● EXTRACTED ENTRIES:
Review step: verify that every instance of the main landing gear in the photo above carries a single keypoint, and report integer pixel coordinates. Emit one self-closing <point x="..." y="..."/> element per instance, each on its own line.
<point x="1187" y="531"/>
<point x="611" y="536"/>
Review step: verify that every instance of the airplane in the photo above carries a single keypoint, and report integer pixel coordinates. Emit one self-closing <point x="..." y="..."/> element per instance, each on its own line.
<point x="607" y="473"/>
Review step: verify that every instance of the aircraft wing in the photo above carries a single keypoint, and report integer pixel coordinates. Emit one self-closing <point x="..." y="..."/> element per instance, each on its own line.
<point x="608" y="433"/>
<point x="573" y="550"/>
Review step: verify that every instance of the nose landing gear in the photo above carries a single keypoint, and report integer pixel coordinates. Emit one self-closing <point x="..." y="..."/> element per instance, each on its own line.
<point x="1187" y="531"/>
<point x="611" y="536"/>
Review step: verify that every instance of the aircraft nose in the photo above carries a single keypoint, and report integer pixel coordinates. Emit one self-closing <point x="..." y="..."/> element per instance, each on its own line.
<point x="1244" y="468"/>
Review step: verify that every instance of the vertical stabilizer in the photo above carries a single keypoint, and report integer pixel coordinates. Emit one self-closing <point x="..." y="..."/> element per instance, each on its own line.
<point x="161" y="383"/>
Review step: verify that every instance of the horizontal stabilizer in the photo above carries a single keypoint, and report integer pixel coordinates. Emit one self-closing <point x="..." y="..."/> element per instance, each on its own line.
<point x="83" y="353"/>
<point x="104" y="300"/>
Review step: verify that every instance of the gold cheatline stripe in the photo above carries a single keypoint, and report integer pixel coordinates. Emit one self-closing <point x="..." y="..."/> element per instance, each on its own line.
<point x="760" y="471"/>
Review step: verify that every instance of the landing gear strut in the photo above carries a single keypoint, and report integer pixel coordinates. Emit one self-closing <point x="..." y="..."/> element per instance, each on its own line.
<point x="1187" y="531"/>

● EXERCISE GOAL:
The whole listing, word for word, is the required answer.

● REPLY TO THE EXERCISE:
Review step: verify that every instance of the main landing gear in the photo above carries a single keypoint, and report integer pixel coordinates. Emit one self-closing <point x="..." y="..."/> element per instance, each on its own line.
<point x="1187" y="531"/>
<point x="611" y="536"/>
Review step: verify that every instance of the airplane in the photo above carries a single keypoint, and report integer pixel coordinates. Emit one self-closing <point x="..." y="..."/> element per instance, each on its own line.
<point x="607" y="473"/>
Review step: verify that every instance of the aircraft wing in the photo above carries a single keypoint, and report integer pixel coordinates. Emit one self-closing <point x="..." y="..."/> element per instance, each on its own line.
<point x="608" y="433"/>
<point x="573" y="550"/>
Review step: verify that every instance of the nose landing gear in the photo above carries a single keypoint, and report integer pixel coordinates. Emit one self-closing <point x="..." y="..."/> element per instance, each on its own line.
<point x="1187" y="531"/>
<point x="611" y="536"/>
Review step: verify that every instance of the aircraft nose in the photo above carries a single keypoint, and report integer pixel coordinates. Emit one self-closing <point x="..." y="..."/> element per instance, each on its own line.
<point x="1244" y="468"/>
Review step: verify that every instance of the vertical stabilizer in the photo above carries a single keypoint, and report integer pixel coordinates. Emit one self-closing <point x="..." y="..."/> element per instance, each on its own line.
<point x="161" y="383"/>
Review step: verify that every instance of the horizontal stabilizer in the photo above carries a single keypoint, and report integer pixel coordinates. Emit one self-closing <point x="..." y="..."/> element per instance, each on its own line.
<point x="83" y="353"/>
<point x="104" y="300"/>
Review step: verify that every instance of the gold cheatline stripe in the photo above carries a single keypoint, and report integer pixel coordinates. Emit one self-closing <point x="..." y="..."/> element per instance, each on its own line.
<point x="760" y="471"/>
Review step: verify that every instance of the landing gear strut in the photo above carries a single keypoint, and report integer pixel coordinates. Emit one self-closing <point x="..." y="..."/> element per instance, each on its own line.
<point x="1187" y="531"/>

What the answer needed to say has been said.